SUPPLIED DATA:
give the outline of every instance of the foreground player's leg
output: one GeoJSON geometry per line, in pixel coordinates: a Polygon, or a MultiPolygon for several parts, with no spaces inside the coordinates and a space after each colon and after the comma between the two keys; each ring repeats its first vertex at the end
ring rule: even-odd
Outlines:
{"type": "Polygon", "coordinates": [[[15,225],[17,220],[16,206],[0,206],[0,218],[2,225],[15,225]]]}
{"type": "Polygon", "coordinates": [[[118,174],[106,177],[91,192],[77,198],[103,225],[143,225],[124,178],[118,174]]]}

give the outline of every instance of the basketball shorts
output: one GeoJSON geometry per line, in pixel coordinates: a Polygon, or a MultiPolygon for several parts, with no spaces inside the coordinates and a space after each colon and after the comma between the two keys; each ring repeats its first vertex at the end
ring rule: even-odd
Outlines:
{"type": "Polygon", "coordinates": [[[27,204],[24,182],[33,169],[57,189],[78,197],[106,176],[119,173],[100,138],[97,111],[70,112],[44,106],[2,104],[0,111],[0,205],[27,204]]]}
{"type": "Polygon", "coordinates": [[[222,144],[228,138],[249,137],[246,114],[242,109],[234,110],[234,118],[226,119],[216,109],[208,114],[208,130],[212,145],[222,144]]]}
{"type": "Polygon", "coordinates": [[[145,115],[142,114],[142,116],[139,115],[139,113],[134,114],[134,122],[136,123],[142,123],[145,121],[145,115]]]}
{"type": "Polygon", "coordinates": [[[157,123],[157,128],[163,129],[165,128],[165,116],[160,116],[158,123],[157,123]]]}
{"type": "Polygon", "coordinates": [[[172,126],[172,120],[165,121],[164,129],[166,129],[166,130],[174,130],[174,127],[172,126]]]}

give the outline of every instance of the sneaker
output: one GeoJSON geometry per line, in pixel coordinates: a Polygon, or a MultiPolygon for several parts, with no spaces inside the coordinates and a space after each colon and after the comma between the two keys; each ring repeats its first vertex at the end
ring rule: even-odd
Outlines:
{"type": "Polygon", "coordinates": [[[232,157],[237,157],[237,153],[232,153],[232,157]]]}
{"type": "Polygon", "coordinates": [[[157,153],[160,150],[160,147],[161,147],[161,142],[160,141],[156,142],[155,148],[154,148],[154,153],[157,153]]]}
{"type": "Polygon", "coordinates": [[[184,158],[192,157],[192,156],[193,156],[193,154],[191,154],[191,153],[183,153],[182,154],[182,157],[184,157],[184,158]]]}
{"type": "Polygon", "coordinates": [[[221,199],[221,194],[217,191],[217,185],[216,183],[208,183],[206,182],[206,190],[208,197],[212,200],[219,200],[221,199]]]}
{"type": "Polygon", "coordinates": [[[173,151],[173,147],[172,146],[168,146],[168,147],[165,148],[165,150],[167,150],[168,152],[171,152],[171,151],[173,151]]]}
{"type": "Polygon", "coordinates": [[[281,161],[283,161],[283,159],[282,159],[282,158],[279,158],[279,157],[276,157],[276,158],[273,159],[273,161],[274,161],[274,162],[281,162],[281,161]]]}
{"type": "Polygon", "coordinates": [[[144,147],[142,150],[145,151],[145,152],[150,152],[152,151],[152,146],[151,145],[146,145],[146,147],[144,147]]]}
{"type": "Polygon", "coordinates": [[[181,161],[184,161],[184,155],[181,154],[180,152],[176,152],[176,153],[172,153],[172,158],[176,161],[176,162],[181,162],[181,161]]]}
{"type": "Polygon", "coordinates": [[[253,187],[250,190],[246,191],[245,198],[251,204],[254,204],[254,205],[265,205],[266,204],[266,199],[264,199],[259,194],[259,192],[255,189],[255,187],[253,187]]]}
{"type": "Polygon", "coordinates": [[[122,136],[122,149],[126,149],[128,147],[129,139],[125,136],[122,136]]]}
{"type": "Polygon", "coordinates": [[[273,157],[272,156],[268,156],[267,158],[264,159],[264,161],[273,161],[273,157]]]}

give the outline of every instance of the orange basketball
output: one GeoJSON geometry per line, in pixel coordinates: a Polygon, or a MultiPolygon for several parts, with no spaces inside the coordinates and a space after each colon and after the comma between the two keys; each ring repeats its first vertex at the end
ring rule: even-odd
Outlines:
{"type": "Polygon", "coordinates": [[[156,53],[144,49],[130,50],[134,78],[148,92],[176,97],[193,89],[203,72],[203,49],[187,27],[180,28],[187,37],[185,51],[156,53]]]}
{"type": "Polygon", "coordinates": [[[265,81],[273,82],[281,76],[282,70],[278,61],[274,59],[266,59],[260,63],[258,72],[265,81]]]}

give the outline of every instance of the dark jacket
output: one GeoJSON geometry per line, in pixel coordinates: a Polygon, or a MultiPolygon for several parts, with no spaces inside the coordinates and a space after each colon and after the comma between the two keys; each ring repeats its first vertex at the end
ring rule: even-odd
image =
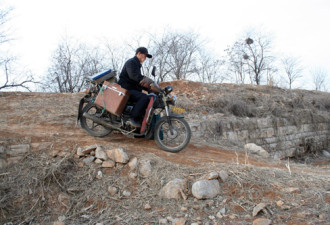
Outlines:
{"type": "Polygon", "coordinates": [[[142,87],[139,85],[143,79],[141,67],[142,65],[136,56],[127,60],[120,73],[118,84],[126,90],[142,91],[142,87]]]}

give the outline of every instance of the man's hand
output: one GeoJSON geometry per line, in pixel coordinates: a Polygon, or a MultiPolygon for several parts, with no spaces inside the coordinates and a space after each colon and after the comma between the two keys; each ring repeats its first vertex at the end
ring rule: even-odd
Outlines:
{"type": "Polygon", "coordinates": [[[151,80],[149,77],[143,77],[143,79],[140,81],[140,85],[144,88],[150,89],[150,85],[153,83],[154,81],[151,80]]]}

WHAT YOU NEED TO DO: Transcribe the listing above in full. Pictures are not part of the copy.

YOUR RESPONSE:
give the outline of every instance of the foreground player's leg
output: one GeoJSON geometry per line, in pixel coordinates: a Polygon, or a MultiPolygon for several parts, with no spaces inside the coordinates and a space after each colon and after the comma between the two keys; each ring repeats its first vertex at the end
ring rule: even-odd
Outlines:
{"type": "Polygon", "coordinates": [[[15,225],[17,220],[16,206],[0,206],[0,218],[2,225],[15,225]]]}
{"type": "Polygon", "coordinates": [[[118,174],[106,177],[91,192],[77,198],[103,225],[143,225],[124,178],[118,174]]]}

give the outline of every instance of the basketball shorts
output: one GeoJSON geometry per line, in pixel coordinates: a Polygon, or a MultiPolygon for several parts, with no spaces inside the coordinates and a space after each colon and after the comma between the two keys; each ring repeats its first vertex at the end
ring rule: even-odd
Outlines:
{"type": "Polygon", "coordinates": [[[27,204],[24,182],[33,169],[57,189],[78,197],[106,176],[119,173],[100,138],[97,111],[70,112],[44,106],[2,104],[0,111],[0,205],[27,204]]]}
{"type": "Polygon", "coordinates": [[[222,144],[228,138],[249,137],[246,114],[242,109],[234,110],[234,118],[226,119],[216,109],[208,114],[208,130],[212,145],[222,144]]]}
{"type": "Polygon", "coordinates": [[[145,115],[142,114],[142,116],[139,115],[139,113],[134,114],[134,122],[136,123],[142,123],[145,121],[145,115]]]}
{"type": "Polygon", "coordinates": [[[157,123],[157,128],[163,129],[165,128],[165,116],[160,116],[158,123],[157,123]]]}
{"type": "Polygon", "coordinates": [[[172,126],[172,120],[165,121],[164,129],[166,129],[166,130],[174,130],[174,127],[172,126]]]}

give the outline of every instance of the sneaker
output: one GeoJSON geometry per line, in pixel coordinates: a Polygon, or a MultiPolygon for several parts, with no spaces inside the coordinates and a space after each colon and after the comma between the two keys; each ring repeats its first vertex at the end
ring rule: even-odd
Outlines:
{"type": "Polygon", "coordinates": [[[232,157],[237,157],[237,153],[232,153],[232,157]]]}
{"type": "Polygon", "coordinates": [[[157,153],[160,150],[160,147],[161,147],[161,142],[160,141],[156,142],[155,148],[154,148],[154,153],[157,153]]]}
{"type": "Polygon", "coordinates": [[[184,158],[192,157],[192,156],[193,156],[193,154],[191,154],[191,153],[183,153],[182,154],[182,157],[184,157],[184,158]]]}
{"type": "Polygon", "coordinates": [[[221,199],[221,194],[217,191],[217,185],[216,183],[208,183],[206,182],[206,190],[208,197],[212,200],[219,200],[221,199]]]}
{"type": "Polygon", "coordinates": [[[173,151],[173,147],[172,146],[168,146],[168,147],[165,148],[165,150],[167,150],[168,152],[171,152],[171,151],[173,151]]]}
{"type": "Polygon", "coordinates": [[[281,161],[283,161],[283,159],[282,159],[282,158],[279,158],[279,157],[276,157],[276,158],[273,159],[273,161],[274,161],[274,162],[281,162],[281,161]]]}
{"type": "Polygon", "coordinates": [[[144,147],[142,150],[145,151],[145,152],[150,152],[152,151],[152,146],[151,145],[146,145],[146,147],[144,147]]]}
{"type": "Polygon", "coordinates": [[[181,161],[184,161],[184,155],[181,154],[180,152],[176,152],[176,153],[172,153],[172,158],[176,161],[176,162],[181,162],[181,161]]]}
{"type": "Polygon", "coordinates": [[[253,187],[250,190],[246,191],[245,198],[251,204],[254,204],[254,205],[265,205],[266,204],[266,199],[264,199],[259,194],[259,192],[255,189],[255,187],[253,187]]]}
{"type": "Polygon", "coordinates": [[[122,136],[122,149],[126,149],[128,147],[129,139],[125,136],[122,136]]]}
{"type": "Polygon", "coordinates": [[[273,157],[272,156],[268,156],[267,158],[264,159],[264,161],[273,161],[273,157]]]}

give the outline of every instance of the orange basketball
output: one GeoJSON geometry per line, in pixel coordinates: a Polygon, or a MultiPolygon for several parts, with no spaces inside the coordinates and a space after each colon and after the comma between the two keys; each ring repeats its first vertex at the end
ring rule: even-odd
Outlines:
{"type": "Polygon", "coordinates": [[[156,53],[144,49],[130,50],[134,78],[148,92],[176,97],[193,89],[203,72],[203,49],[187,27],[180,28],[187,37],[185,51],[156,53]]]}
{"type": "Polygon", "coordinates": [[[265,81],[273,82],[281,76],[282,70],[278,61],[274,59],[266,59],[260,63],[258,72],[265,81]]]}

give the outline of every instance of the dark jacket
output: one GeoJSON geometry per line, in pixel coordinates: a Polygon, or a MultiPolygon for several parts, with no spaces inside the coordinates and a space after each colon and after the comma between the two keys; each ring repeats its first vertex at the end
ring rule: even-odd
image =
Outlines:
{"type": "Polygon", "coordinates": [[[142,87],[139,85],[143,79],[141,67],[142,65],[136,56],[127,60],[120,73],[118,84],[126,90],[142,91],[142,87]]]}

give the outline of every instance of the man's hand
output: one GeoJSON geometry per line, in pixel coordinates: a Polygon, or a MultiPolygon for several parts, with no spaces inside the coordinates and a space after each colon and after the comma between the two keys; each ring repeats its first vertex at the end
ring rule: even-odd
Outlines:
{"type": "Polygon", "coordinates": [[[151,80],[149,77],[143,77],[143,79],[140,81],[140,85],[144,88],[150,89],[150,85],[153,83],[154,81],[151,80]]]}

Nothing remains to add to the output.